> **Supplied entries**:
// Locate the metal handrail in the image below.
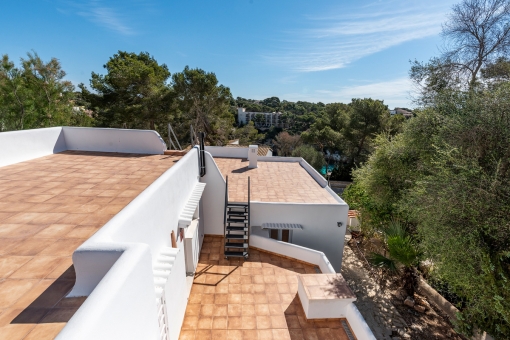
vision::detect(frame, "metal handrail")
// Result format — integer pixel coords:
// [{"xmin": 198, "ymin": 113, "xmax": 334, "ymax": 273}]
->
[
  {"xmin": 199, "ymin": 132, "xmax": 206, "ymax": 177},
  {"xmin": 224, "ymin": 176, "xmax": 228, "ymax": 241},
  {"xmin": 247, "ymin": 176, "xmax": 250, "ymax": 255}
]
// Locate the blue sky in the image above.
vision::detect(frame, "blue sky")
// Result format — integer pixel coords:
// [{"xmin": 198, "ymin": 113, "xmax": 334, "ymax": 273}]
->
[{"xmin": 1, "ymin": 0, "xmax": 457, "ymax": 108}]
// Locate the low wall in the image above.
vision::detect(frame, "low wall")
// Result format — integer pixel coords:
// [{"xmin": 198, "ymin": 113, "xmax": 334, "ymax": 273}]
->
[
  {"xmin": 0, "ymin": 127, "xmax": 168, "ymax": 168},
  {"xmin": 200, "ymin": 151, "xmax": 226, "ymax": 235},
  {"xmin": 71, "ymin": 148, "xmax": 199, "ymax": 296},
  {"xmin": 0, "ymin": 127, "xmax": 66, "ymax": 167},
  {"xmin": 205, "ymin": 146, "xmax": 248, "ymax": 158},
  {"xmin": 345, "ymin": 303, "xmax": 377, "ymax": 340},
  {"xmin": 57, "ymin": 243, "xmax": 159, "ymax": 340},
  {"xmin": 64, "ymin": 148, "xmax": 200, "ymax": 339},
  {"xmin": 249, "ymin": 234, "xmax": 335, "ymax": 273},
  {"xmin": 251, "ymin": 202, "xmax": 347, "ymax": 271},
  {"xmin": 249, "ymin": 234, "xmax": 375, "ymax": 339},
  {"xmin": 63, "ymin": 127, "xmax": 167, "ymax": 154}
]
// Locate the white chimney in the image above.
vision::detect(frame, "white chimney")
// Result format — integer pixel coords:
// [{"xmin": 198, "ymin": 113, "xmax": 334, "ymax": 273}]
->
[{"xmin": 248, "ymin": 145, "xmax": 258, "ymax": 168}]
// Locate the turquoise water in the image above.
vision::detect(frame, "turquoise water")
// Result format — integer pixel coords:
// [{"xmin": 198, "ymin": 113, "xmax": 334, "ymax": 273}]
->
[{"xmin": 320, "ymin": 165, "xmax": 335, "ymax": 175}]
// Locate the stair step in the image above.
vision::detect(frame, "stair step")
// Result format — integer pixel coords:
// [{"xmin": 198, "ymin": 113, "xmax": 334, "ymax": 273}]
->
[
  {"xmin": 227, "ymin": 219, "xmax": 248, "ymax": 224},
  {"xmin": 225, "ymin": 242, "xmax": 248, "ymax": 248},
  {"xmin": 225, "ymin": 251, "xmax": 248, "ymax": 258},
  {"xmin": 226, "ymin": 234, "xmax": 248, "ymax": 240},
  {"xmin": 227, "ymin": 203, "xmax": 248, "ymax": 207},
  {"xmin": 227, "ymin": 211, "xmax": 247, "ymax": 216},
  {"xmin": 226, "ymin": 226, "xmax": 248, "ymax": 231}
]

> **Activity**:
What is needed is an exact copy of the data, without any pictures.

> **Task result**:
// Locate the metal handrail in the image below.
vision::detect(frame, "metal handrail")
// Result format — integer pixel coords:
// [{"xmin": 198, "ymin": 113, "xmax": 334, "ymax": 273}]
->
[
  {"xmin": 199, "ymin": 132, "xmax": 206, "ymax": 177},
  {"xmin": 224, "ymin": 176, "xmax": 228, "ymax": 241},
  {"xmin": 247, "ymin": 176, "xmax": 250, "ymax": 255}
]
// Locate the blue sky in the image above.
vision::detect(frame, "blue sky")
// Result format — integer pixel coords:
// [{"xmin": 198, "ymin": 113, "xmax": 334, "ymax": 273}]
->
[{"xmin": 1, "ymin": 0, "xmax": 457, "ymax": 108}]
// Locate the low wall in the image above.
vision::detect(frame, "low wall")
// Result format — integer pixel coords:
// [{"xmin": 198, "ymin": 113, "xmax": 334, "ymax": 273}]
->
[
  {"xmin": 0, "ymin": 127, "xmax": 168, "ymax": 168},
  {"xmin": 200, "ymin": 151, "xmax": 226, "ymax": 235},
  {"xmin": 71, "ymin": 148, "xmax": 199, "ymax": 296},
  {"xmin": 0, "ymin": 127, "xmax": 66, "ymax": 167},
  {"xmin": 205, "ymin": 146, "xmax": 248, "ymax": 158},
  {"xmin": 345, "ymin": 303, "xmax": 377, "ymax": 340},
  {"xmin": 57, "ymin": 243, "xmax": 159, "ymax": 340},
  {"xmin": 64, "ymin": 148, "xmax": 200, "ymax": 339},
  {"xmin": 249, "ymin": 234, "xmax": 335, "ymax": 273},
  {"xmin": 251, "ymin": 202, "xmax": 347, "ymax": 271},
  {"xmin": 249, "ymin": 234, "xmax": 375, "ymax": 339},
  {"xmin": 63, "ymin": 127, "xmax": 167, "ymax": 154}
]
// Locate the white chimney in the image above.
vision::detect(frame, "white chimney")
// Result format — integer pixel coords:
// [{"xmin": 198, "ymin": 113, "xmax": 334, "ymax": 273}]
->
[{"xmin": 248, "ymin": 145, "xmax": 258, "ymax": 168}]
// Locate the turquoise water in the image above.
vision::detect(frame, "turquoise water")
// Result format — integer pixel coords:
// [{"xmin": 198, "ymin": 113, "xmax": 334, "ymax": 273}]
->
[{"xmin": 320, "ymin": 165, "xmax": 335, "ymax": 175}]
// Locate the stair step in the image above.
vision::detect(frame, "stair step")
// Result format — integer pixel coords:
// [{"xmin": 198, "ymin": 113, "xmax": 334, "ymax": 273}]
->
[
  {"xmin": 227, "ymin": 219, "xmax": 248, "ymax": 224},
  {"xmin": 225, "ymin": 242, "xmax": 248, "ymax": 248},
  {"xmin": 225, "ymin": 251, "xmax": 248, "ymax": 258},
  {"xmin": 226, "ymin": 234, "xmax": 248, "ymax": 240},
  {"xmin": 227, "ymin": 203, "xmax": 248, "ymax": 207},
  {"xmin": 227, "ymin": 211, "xmax": 247, "ymax": 216},
  {"xmin": 226, "ymin": 226, "xmax": 248, "ymax": 231}
]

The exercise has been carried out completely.